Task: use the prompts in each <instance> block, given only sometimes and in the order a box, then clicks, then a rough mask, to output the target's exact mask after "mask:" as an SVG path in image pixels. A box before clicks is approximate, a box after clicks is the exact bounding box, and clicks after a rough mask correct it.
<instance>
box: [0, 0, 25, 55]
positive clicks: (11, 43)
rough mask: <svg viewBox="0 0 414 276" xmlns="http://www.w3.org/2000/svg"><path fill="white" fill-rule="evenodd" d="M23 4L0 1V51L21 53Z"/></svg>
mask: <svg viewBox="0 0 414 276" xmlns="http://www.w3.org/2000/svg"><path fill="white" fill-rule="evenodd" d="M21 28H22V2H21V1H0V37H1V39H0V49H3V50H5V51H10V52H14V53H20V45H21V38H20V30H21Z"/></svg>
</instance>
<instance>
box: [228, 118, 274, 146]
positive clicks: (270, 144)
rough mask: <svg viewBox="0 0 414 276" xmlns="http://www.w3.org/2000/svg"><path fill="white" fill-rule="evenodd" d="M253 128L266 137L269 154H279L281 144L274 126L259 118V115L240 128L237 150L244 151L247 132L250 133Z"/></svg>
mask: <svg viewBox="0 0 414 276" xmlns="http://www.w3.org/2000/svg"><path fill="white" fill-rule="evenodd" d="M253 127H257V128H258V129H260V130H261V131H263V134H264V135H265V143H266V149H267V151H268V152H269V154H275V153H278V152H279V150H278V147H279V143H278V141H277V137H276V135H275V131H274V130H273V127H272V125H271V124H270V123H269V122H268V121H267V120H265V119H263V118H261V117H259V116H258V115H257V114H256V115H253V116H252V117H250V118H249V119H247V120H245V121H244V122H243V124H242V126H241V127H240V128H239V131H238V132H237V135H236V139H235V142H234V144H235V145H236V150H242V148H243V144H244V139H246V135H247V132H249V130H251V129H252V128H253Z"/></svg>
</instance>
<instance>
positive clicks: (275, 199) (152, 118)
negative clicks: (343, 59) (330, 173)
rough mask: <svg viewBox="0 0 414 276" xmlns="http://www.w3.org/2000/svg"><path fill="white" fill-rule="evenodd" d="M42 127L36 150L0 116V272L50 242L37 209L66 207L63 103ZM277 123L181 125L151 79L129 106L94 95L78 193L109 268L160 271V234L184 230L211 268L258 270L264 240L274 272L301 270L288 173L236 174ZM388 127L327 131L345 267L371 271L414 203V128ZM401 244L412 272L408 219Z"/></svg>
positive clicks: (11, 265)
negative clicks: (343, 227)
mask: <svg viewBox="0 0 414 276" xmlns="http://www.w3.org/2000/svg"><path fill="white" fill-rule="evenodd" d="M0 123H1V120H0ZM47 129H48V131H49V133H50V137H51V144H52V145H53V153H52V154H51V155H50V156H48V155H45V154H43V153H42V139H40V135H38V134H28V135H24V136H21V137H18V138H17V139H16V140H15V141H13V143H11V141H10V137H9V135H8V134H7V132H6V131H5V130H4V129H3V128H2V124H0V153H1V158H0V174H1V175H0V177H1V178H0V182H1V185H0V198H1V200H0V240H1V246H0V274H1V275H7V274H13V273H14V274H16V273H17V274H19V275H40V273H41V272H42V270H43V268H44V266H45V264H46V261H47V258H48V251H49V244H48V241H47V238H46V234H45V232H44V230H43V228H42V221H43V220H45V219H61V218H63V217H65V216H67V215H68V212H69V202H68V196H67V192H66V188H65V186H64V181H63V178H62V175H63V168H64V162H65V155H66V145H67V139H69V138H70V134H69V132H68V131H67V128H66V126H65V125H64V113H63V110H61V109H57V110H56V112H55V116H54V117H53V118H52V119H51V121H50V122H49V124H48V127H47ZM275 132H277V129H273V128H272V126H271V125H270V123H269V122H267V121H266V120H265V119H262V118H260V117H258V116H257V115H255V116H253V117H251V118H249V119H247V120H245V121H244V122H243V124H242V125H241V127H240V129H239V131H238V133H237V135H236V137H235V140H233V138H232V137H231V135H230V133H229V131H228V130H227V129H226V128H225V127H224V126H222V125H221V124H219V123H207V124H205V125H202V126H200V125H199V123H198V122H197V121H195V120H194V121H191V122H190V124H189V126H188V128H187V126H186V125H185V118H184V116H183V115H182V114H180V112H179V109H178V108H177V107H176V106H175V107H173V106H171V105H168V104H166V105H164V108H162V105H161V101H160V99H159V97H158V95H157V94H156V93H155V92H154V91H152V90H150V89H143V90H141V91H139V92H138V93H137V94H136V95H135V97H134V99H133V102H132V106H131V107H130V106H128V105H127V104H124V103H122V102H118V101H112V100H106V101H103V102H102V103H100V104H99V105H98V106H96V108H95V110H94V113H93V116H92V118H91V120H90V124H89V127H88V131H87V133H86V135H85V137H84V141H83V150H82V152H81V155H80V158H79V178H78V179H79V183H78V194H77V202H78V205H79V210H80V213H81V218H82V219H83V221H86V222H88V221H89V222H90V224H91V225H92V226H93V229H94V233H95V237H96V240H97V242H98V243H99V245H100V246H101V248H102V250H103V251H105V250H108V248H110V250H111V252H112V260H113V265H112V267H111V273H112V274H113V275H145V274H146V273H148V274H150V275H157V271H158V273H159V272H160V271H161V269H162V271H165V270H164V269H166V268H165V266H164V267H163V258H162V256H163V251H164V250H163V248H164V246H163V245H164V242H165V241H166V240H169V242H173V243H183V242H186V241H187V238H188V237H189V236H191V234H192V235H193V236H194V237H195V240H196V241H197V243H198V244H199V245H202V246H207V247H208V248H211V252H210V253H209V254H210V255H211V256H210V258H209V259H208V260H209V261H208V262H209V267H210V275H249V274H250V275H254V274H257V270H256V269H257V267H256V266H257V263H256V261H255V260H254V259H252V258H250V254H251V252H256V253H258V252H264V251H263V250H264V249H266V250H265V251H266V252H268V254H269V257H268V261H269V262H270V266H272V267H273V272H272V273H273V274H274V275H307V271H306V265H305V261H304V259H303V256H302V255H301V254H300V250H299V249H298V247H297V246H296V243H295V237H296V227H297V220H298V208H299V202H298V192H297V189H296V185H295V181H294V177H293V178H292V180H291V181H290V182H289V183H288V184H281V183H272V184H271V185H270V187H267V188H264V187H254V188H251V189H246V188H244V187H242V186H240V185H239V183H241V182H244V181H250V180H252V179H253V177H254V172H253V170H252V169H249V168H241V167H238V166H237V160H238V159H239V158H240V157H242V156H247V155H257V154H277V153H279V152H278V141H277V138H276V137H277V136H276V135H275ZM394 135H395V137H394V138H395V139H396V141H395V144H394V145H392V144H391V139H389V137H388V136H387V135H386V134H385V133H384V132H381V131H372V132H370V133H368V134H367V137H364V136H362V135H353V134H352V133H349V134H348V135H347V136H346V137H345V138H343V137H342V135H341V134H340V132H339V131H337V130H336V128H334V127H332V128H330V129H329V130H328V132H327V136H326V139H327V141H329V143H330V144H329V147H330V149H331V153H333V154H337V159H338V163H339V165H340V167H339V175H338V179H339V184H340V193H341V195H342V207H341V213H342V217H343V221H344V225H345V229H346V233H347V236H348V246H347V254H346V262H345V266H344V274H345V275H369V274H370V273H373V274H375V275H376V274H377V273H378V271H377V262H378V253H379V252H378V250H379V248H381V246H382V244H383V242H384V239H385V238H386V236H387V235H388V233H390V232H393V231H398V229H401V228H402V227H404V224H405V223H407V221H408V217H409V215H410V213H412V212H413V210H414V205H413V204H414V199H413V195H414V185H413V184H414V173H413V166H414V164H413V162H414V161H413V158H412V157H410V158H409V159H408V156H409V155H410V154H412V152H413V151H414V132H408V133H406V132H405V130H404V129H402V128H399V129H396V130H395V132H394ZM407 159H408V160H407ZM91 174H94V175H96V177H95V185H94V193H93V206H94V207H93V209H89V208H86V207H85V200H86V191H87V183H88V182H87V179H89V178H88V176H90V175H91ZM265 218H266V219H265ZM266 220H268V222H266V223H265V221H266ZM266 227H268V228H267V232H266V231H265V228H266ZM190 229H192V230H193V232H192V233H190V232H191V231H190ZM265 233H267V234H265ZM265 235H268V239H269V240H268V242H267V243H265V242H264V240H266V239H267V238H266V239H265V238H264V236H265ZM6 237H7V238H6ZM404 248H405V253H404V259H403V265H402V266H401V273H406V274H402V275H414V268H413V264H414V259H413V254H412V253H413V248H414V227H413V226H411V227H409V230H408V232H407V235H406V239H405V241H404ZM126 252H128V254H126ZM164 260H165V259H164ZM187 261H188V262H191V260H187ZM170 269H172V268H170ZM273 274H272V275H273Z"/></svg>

....

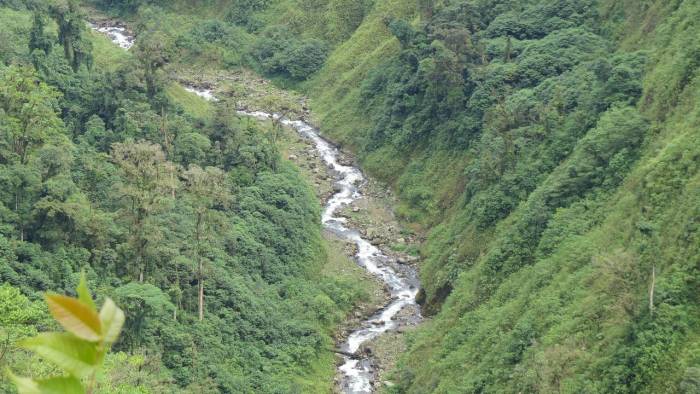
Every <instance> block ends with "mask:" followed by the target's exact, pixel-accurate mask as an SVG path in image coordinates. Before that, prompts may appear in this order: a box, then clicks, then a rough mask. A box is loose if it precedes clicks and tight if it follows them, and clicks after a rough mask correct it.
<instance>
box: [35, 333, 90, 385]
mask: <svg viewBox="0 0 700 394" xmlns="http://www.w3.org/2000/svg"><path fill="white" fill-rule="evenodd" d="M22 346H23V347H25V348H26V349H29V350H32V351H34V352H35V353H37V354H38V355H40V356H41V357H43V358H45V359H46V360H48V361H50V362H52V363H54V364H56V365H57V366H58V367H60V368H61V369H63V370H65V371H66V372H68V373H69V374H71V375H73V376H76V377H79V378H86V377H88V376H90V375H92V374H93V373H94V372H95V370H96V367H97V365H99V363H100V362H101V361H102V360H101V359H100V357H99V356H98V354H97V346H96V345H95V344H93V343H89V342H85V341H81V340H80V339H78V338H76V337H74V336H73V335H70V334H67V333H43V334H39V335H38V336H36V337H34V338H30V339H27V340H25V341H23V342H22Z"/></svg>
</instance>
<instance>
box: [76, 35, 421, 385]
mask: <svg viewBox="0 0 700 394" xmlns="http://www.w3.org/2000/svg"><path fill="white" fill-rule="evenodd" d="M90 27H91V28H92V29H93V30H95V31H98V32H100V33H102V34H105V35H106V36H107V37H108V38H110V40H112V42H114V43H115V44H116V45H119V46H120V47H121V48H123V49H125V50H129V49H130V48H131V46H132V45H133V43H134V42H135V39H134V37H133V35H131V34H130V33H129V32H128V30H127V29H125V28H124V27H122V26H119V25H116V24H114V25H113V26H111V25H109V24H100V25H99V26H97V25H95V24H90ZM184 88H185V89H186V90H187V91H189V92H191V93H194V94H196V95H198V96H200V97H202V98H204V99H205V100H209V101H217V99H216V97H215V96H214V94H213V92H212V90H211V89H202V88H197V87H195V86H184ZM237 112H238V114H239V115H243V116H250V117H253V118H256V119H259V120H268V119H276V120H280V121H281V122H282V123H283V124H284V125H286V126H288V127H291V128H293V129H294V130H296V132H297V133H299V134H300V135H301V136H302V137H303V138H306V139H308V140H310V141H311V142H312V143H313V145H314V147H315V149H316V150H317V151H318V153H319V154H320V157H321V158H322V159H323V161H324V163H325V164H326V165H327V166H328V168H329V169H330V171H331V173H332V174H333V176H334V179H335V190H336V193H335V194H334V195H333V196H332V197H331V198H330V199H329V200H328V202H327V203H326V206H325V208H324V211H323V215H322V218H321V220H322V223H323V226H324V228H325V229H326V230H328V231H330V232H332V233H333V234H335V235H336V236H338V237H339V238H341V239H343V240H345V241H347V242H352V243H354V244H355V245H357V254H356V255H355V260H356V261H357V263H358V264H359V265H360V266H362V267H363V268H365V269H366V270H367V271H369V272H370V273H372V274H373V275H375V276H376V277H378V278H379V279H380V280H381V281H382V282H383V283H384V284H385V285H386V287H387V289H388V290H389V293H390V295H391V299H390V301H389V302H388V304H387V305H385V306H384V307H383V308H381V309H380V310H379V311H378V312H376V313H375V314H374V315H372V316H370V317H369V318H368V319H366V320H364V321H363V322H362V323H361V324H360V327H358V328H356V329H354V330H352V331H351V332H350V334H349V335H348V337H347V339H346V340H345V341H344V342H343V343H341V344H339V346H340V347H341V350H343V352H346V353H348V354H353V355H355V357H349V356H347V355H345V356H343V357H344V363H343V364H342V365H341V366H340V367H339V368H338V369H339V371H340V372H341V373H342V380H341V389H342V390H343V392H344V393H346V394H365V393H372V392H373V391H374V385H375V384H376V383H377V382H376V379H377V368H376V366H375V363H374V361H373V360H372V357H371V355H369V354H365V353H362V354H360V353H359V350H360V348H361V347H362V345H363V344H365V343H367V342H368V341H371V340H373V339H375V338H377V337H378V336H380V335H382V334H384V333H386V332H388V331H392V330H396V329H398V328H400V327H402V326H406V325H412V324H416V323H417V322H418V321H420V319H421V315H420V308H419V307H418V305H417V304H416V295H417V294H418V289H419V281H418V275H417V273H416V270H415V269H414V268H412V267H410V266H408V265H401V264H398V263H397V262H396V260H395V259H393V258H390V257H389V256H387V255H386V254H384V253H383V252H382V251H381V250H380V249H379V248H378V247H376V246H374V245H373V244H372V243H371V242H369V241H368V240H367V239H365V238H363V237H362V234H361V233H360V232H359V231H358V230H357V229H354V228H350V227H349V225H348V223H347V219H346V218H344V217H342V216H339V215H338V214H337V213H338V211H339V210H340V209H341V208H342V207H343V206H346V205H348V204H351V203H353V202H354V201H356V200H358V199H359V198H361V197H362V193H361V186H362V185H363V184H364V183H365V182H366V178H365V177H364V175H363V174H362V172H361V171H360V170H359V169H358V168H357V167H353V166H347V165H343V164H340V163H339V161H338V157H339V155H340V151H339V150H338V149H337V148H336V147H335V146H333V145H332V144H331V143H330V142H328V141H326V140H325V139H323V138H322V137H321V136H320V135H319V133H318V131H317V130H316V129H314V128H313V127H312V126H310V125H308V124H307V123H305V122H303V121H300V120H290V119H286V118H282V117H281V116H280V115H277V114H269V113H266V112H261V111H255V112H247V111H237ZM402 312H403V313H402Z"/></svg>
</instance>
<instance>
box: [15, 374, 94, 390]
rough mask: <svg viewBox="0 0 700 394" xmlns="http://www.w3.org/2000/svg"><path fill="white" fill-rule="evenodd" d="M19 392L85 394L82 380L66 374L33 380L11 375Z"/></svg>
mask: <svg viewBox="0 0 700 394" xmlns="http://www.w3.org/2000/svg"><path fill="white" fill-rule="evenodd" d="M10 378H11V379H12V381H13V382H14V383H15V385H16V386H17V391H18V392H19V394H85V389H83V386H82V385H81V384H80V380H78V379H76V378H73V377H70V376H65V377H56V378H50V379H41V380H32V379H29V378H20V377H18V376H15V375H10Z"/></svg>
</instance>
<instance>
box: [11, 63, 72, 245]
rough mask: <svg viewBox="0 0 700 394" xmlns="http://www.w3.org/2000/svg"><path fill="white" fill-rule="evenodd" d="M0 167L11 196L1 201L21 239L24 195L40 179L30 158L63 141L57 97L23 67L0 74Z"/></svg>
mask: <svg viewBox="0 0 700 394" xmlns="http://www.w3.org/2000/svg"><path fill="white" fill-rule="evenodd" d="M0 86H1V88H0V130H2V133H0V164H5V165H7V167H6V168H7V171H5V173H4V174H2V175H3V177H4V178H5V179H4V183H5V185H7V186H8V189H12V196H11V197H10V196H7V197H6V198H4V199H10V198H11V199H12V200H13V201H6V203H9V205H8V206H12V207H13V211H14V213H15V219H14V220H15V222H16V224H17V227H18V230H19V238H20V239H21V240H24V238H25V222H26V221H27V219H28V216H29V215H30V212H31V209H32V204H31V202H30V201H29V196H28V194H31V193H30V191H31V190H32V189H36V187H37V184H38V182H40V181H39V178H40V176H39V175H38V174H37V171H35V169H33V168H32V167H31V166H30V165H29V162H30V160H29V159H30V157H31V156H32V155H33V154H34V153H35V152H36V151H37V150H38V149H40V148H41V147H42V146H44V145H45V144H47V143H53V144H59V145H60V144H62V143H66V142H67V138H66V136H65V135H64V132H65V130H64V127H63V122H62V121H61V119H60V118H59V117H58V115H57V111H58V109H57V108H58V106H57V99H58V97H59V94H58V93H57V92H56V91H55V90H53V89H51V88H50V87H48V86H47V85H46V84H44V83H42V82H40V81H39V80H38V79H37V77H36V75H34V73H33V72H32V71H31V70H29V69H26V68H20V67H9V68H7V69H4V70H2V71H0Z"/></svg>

....

Render the stretch from the line containing "Every <instance> block" through the line containing "box: [35, 333, 90, 385]" as a Markdown table with columns headed Row and Line. Number each line in sequence and skip any blank lines.

→ Output of the exercise
| Row | Line |
|---|---|
| 1 | Every <instance> block ends with "mask:" followed by the target's exact, pixel-accurate mask as an SVG path in image coordinates. Before that, prompts may appear in this order: a box, then clicks, then a rough mask. A box is loose if it precedes clicks and tight if it follows them, and clicks after a rough mask correct it. |
| 2 | <instance> |
| 3 | box: [35, 333, 90, 385] |